* [STATED GOAL]: Reproduce the entries below, from the line containing "If you could point at the tree" through the end of the entries, inclusive, requests included. Multiply every coordinate in the answers by 0.4 and round each result to the nearest whole number, with halves rounded up.

* [DATASET RECORDS]:
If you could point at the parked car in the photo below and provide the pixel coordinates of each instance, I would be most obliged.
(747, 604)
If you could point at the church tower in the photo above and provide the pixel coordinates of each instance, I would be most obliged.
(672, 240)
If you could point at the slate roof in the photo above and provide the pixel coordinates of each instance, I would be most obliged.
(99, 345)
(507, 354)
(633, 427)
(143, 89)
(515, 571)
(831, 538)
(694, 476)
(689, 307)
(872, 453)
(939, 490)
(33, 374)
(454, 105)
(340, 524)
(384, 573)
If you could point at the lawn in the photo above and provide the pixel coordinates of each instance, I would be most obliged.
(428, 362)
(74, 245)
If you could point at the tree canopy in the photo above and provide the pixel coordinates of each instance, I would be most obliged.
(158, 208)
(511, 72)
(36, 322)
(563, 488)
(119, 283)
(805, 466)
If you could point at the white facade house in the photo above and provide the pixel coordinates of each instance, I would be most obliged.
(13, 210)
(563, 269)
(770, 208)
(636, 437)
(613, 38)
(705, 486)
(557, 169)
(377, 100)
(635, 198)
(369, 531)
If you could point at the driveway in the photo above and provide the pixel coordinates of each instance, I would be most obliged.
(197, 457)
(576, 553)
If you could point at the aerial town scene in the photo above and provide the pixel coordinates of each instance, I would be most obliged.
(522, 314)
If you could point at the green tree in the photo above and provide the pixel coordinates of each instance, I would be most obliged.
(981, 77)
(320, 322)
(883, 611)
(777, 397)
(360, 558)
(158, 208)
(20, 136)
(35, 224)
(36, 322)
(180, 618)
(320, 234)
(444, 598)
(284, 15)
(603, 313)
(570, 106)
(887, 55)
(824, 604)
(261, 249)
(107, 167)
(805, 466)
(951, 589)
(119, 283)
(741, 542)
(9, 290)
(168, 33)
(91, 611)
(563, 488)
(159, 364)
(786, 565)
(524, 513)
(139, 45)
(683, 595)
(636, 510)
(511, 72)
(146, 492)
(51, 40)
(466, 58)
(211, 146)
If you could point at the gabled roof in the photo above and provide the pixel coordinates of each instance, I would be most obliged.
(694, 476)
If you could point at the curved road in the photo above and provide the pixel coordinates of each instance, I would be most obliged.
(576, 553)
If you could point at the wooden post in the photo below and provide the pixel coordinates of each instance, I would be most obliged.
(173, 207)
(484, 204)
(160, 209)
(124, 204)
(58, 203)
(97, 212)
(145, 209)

* [RESULT FOR THIS TASK]:
If you could point at the tree canopy in the photo above and provide the pixel coordinates of each instance, I would be most obliged.
(63, 83)
(204, 29)
(14, 129)
(225, 195)
(48, 113)
(322, 186)
If you could point at the white facade house in the photo above and provide the pixel coordinates of each instance, I would be most obliged.
(5, 84)
(225, 108)
(308, 83)
(254, 175)
(245, 15)
(282, 194)
(223, 68)
(151, 40)
(254, 79)
(148, 212)
If you could point at the driveway in the photo above and provide the pixel coordinates of each instance, I would be most obliged.
(79, 183)
(230, 221)
If you could point at the aerial town scene in the photo above and provide the pixel coordinates of each instance, I would be most obliged.
(209, 126)
If you could point at the green tree in the photo above and provide the pixel coordinates of each instance, I would be most obliged.
(392, 31)
(128, 129)
(353, 244)
(311, 159)
(144, 223)
(63, 83)
(8, 54)
(14, 90)
(14, 129)
(72, 247)
(128, 94)
(178, 239)
(114, 6)
(241, 125)
(228, 42)
(355, 22)
(330, 242)
(104, 100)
(43, 67)
(322, 186)
(380, 236)
(48, 113)
(296, 217)
(4, 116)
(67, 13)
(36, 244)
(225, 195)
(64, 146)
(314, 226)
(210, 205)
(56, 18)
(273, 238)
(254, 204)
(204, 29)
(58, 197)
(20, 16)
(186, 23)
(84, 58)
If you could point at the gabled roof in the photo above and provide the pixel coordinates of each instance, I would be most obliged.
(278, 190)
If you could point at the curved road in the photo above and provide the pixel coordinates of each instance, I would be most obliged.
(230, 221)
If you could point at the wooden post in the photo below and provide the pixel coordinates of each instance, I would be most obliged.
(69, 83)
(194, 82)
(64, 84)
(50, 82)
(23, 81)
(39, 85)
(58, 84)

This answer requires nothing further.